■ Aim:
In the lines below, find the one that contains "Task: point out every instance of the woman's shoulder" and write it out exactly, along with every line that follows it.

== Supplied data

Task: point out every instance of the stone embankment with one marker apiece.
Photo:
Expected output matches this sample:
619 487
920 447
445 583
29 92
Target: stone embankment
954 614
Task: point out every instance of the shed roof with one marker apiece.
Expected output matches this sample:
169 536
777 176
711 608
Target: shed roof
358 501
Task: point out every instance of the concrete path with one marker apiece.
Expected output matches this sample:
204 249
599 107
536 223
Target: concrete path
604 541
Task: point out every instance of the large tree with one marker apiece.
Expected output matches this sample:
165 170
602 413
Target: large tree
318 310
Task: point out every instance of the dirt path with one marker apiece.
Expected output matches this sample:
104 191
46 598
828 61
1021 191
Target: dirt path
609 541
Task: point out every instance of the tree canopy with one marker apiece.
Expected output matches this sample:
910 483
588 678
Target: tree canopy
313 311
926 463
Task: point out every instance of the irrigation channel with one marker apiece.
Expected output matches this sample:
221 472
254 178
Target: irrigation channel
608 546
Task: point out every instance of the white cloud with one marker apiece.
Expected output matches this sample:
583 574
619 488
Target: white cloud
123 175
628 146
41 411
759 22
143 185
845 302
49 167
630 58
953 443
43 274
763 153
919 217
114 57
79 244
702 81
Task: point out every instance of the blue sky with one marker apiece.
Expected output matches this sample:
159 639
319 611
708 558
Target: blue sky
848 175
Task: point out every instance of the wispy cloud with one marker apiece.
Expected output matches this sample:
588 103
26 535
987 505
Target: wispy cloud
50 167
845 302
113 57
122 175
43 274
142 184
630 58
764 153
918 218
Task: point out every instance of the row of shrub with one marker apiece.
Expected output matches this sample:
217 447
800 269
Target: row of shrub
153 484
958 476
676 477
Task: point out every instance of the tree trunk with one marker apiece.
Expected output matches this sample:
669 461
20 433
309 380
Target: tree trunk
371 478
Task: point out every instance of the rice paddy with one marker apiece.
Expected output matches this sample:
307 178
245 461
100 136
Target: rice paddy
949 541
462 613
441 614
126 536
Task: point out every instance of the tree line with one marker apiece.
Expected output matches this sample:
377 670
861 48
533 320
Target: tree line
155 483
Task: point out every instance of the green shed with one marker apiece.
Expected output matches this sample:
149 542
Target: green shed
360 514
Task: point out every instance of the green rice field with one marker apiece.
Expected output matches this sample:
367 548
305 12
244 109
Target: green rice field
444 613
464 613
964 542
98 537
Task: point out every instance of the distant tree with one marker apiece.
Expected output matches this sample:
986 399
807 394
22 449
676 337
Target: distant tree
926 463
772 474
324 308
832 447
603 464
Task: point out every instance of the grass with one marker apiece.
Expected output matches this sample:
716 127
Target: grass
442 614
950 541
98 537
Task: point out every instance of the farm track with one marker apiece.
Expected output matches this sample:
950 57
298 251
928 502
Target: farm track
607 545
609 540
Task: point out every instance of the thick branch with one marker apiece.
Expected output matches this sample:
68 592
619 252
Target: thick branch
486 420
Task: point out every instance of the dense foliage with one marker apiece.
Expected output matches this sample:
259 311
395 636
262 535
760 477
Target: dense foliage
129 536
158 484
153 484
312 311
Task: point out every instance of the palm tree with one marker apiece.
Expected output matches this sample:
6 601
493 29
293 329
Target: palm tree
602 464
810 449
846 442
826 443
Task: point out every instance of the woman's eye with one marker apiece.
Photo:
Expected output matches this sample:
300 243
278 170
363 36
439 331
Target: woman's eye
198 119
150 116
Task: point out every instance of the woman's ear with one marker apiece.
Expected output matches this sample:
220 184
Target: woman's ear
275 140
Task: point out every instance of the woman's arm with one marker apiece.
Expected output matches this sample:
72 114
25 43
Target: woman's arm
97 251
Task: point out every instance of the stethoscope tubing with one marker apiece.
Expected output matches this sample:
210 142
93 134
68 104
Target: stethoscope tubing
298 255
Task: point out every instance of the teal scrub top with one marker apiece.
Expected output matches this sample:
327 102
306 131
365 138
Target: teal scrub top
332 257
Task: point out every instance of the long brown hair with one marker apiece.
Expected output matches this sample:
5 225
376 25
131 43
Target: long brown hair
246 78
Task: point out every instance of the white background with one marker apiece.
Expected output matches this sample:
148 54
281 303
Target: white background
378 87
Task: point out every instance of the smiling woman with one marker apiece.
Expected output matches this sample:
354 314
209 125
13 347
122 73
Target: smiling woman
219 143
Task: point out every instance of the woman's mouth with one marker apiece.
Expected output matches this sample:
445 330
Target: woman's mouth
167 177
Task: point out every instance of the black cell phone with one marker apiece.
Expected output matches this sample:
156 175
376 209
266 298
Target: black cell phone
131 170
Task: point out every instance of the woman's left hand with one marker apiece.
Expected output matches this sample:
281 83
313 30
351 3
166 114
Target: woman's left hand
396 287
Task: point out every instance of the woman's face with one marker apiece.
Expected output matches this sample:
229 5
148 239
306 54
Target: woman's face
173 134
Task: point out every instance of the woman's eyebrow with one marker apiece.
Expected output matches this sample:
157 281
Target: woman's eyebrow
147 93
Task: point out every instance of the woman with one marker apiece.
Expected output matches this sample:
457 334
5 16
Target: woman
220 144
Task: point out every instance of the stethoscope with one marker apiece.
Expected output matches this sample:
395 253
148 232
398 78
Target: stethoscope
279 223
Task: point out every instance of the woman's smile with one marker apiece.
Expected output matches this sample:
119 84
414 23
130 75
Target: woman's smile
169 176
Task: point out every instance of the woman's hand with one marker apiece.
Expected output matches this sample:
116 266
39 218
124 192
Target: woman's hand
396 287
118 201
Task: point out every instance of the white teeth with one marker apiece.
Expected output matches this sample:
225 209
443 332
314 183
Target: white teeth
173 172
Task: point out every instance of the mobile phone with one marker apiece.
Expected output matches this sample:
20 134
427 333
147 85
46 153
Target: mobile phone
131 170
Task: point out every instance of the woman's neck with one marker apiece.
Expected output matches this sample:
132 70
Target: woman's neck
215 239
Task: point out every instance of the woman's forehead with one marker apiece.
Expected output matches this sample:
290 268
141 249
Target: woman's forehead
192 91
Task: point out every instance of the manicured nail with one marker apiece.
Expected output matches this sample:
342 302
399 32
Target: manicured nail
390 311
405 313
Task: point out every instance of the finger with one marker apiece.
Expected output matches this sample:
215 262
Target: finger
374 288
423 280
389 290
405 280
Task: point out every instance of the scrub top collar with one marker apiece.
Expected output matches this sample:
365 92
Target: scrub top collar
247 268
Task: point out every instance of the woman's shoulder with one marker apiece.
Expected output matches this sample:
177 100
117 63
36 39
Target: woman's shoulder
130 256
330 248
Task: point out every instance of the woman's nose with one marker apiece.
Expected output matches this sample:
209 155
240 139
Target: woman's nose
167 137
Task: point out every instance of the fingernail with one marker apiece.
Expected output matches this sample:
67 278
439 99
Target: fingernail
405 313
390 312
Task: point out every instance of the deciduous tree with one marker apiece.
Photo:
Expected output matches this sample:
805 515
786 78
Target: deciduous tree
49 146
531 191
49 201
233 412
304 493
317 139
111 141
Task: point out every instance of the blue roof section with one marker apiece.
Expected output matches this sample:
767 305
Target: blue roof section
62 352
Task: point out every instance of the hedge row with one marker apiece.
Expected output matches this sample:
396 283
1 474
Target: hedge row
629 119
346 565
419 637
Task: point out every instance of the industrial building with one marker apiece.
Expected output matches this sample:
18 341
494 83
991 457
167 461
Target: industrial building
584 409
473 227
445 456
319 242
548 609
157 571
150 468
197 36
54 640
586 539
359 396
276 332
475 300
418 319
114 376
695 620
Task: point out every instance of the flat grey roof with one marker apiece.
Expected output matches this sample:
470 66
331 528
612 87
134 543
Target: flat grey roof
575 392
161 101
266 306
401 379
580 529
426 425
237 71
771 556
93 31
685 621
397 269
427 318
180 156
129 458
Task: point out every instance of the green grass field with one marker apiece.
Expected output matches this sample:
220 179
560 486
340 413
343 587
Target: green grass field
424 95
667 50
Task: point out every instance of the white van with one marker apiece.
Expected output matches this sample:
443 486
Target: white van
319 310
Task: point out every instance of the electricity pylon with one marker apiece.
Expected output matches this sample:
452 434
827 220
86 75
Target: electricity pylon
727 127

====

■ Response to this exercise:
Task: point out every instance of the woman's shoulder with one marker apiece.
Expected output matches this sample:
177 100
117 63
36 39
Target: woman's shoulder
130 256
330 248
Task: point out every instance of the woman's nose with one marker apiece.
Expected output matches this sample:
209 155
240 139
Target: woman's nose
167 137
Task: point out every instance of the fingernail with one marker apiece.
Expected output matches this sample:
67 278
439 99
Target: fingernail
405 313
390 312
Task: point out every instance of the deciduous tree with one marker apiece.
Photo:
Expected output matches this sample:
805 515
786 78
Target: deciduous tree
49 146
531 191
49 201
233 412
304 493
317 139
111 141
Task: point out every instance of the blue roof section with one marker apiece.
Expected output matches this sample:
767 305
Target: blue roof section
62 352
Task: point out every instance of the hedge row with one marker apiece.
Expected output matches this sample:
396 283
1 474
Target: hedge row
629 119
346 565
419 637
Task: point out every instance of the industrial building with one marker apiece.
Expected output matches this sample:
18 341
494 83
991 457
167 461
Target: industrial building
584 409
473 227
445 456
319 242
548 609
157 571
150 468
197 36
54 640
586 539
359 396
276 332
475 300
418 319
114 376
695 620
Task: point out every instance of the flat grey roof with one marker apiece.
Expected output matches this sample:
470 66
331 528
612 87
134 543
Target: flat grey roof
575 392
161 101
266 306
401 379
580 529
426 425
237 71
771 556
93 31
685 621
397 269
427 318
180 156
129 458
Task: point out every instance of the green grass field with one marker apiece.
Expected output matches this sample:
220 179
560 486
340 413
343 587
Target: green grass field
424 95
667 50
Task: point out every instance of the white van with one marker apiece.
Expected output matches this sample:
443 486
Target: white van
319 310
Task: point out every instance of the electricity pylon with one marker apiece.
Expected output matches this sample:
452 434
827 220
86 75
Target: electricity pylon
727 127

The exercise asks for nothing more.